*Texto selecionado*.
# # # # # # #

Acta Obstet Ginecol Port vol.16 no.2 Algés jun. 2022  Epub 30-Jun-2022

 

Editorial

Perda Gestacional Recorrente: Um longo caminho a percorrer

Recurrent Miscarriage: Still a long way to go

1. Assistente Hospitalar Sénior, Departamento de Medicina Materno-Fetal do Centro Hospitalar Universitário de Lisboa Central; Portugal.

2. Professora Auxiliar Convidada, Comprehensive Health Research Centre (CHRC), NOVA Medical School | Faculdade de Ciências Médicas da Universidade Nova de Lisboa; Portugal.


Poucas são as situações em obstetrícia em que o princípio da “não-maleficência” se aplica de forma tão inequívoca como a perda gestacional recorrente (PGR), exigindo uma reflexão crítica sobre a conduta clínica existente.

A PGR atinge 1 em cada 50 casais em idade fértil e é para a maior parte deles um acontecimento extremamente traumático e com grande impacto na sua qualidade de vida. Embora seja uma entidade extensamente reconhecida na literatura médica, a PGR continua envolta em aspetos controversos. Clínicos e Sociedades Científicas dividem-se ainda quanto à sua definição e às circunstâncias que devem determinar o início de uma investigação. Enquanto o Royal College of Obstetricians and Gynaecologists (RCOG) considera critérios para iniciar uma investigação a existência de pelo menos 3 perdas consecutivas, já a American Society for Reproductive Medicine (ASRM) recomenda um estudo etiológico após duas perdas clínicas consecutivas e a European Society for Human Reproduction and Embryology (ESHRE) depois de duas perdas gestacionais, consecutivas ou não1,2,3. A decisão deve ser individualizada, partilhada com o casal e deve ter em conta os recursos existentes.

A identificação de fatores médicos associados é importante pois permite desenvolver estratégias de vigilância e terapêutica numa gravidez subsequente. Contudo, o caráter heterogéneo da perda gestacional, a caracterização inadequada das doentes e das perdas, assim como diferentes metodologias utilizadas no seu estudo, têm resultado em estudos epidemiológicos de fraca qualidade e dificultado a sua compreensão. As investigações e os tratamentos com evidência científica comprovada são escassos e a PGR continua uma questão frustrante quer para os casais, quer para os clínicos, permanecendo muitos casos sem uma causa identificada4.

É comum, os casais recorrerem a diversos clínicos, em busca de uma explicação e na esperança de uma solução. Na tentativa de responder às suas expectativas, os clínicos optam com frequência por uma multiplicidade de investigações, algumas das quais onerosas e não validadas e, muitas mulheres aderem a terapêuticas ineficazes, desnecessárias e eventualmente prejudiciais.

# # # # # # #

*Problema a resolver*. Reescreva em forma de lista o parágrafo do texto que começa por «A PGR atinge 1 em cada 50 casais», conservando os factos principais. Responda recorrendo unicamente ao texto.

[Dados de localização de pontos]
# # # # # # #

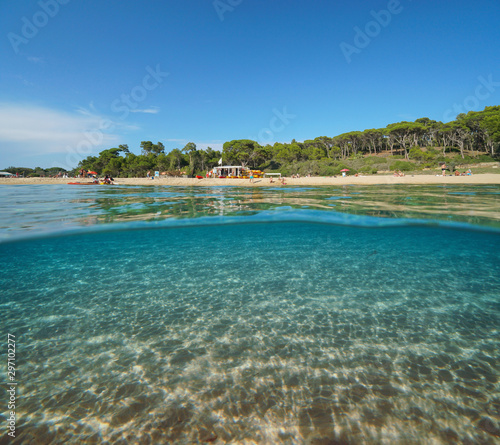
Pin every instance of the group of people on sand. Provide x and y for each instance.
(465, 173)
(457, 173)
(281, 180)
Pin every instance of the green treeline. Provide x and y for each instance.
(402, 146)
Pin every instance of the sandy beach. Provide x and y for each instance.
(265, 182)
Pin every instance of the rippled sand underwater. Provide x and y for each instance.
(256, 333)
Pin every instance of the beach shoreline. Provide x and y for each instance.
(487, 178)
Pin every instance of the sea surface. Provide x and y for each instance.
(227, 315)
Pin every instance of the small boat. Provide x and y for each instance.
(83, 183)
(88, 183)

# # # # # # #

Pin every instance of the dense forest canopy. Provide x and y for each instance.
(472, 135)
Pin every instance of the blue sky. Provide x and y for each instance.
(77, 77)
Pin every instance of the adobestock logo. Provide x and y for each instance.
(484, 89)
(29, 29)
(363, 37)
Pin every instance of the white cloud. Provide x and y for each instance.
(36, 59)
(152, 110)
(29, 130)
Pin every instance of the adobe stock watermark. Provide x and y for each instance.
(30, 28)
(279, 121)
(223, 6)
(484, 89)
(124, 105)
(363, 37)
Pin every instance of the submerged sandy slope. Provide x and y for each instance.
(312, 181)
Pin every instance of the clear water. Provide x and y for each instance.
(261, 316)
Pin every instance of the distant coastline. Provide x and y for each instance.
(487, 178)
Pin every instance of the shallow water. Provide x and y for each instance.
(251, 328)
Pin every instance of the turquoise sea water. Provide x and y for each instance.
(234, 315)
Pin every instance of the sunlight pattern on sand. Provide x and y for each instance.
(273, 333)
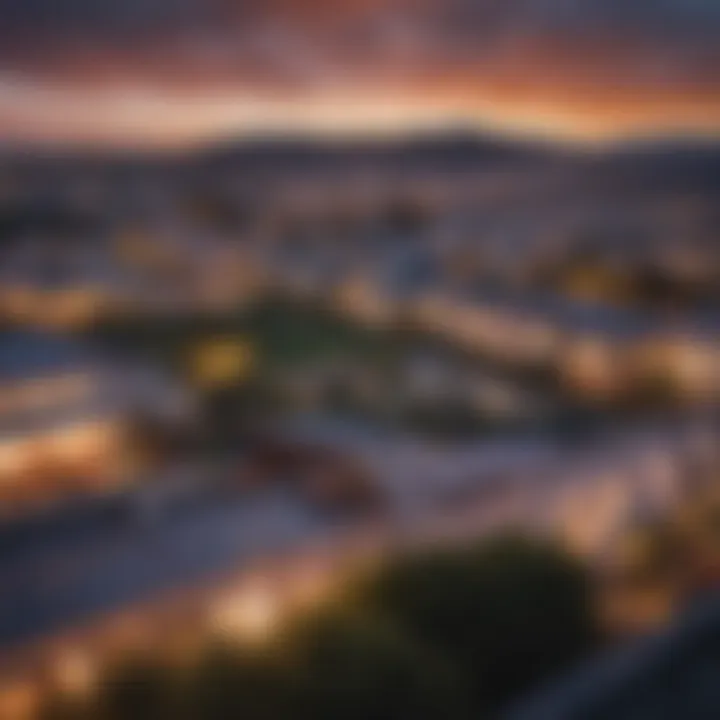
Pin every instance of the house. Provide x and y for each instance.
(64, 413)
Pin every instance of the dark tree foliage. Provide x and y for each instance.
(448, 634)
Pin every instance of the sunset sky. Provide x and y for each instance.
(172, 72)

# # # # # # #

*Resposta abaixo*.
- A PGR atinge 1 em cada 50 casais em idade fértil. Para a maioria, é um acontecimento extremamente traumático, com grande impacto na qualidade de vida.
- Embora extensamente reconhecida na literatura médica, continua envolta em aspetos controversos.
- Clínicos e sociedades científicas divergem quanto à definição e às circunstâncias que devem determinar o início de uma investigação:
  - RCOG: pelo menos 3 perdas consecutivas;
  - ASRM: estudo etiológico após duas perdas clínicas consecutivas;
  - ESHRE: após duas perdas gestacionais, consecutivas ou não.
- A decisão deve ser individualizada e partilhada com o casal, tendo em conta os recursos existentes.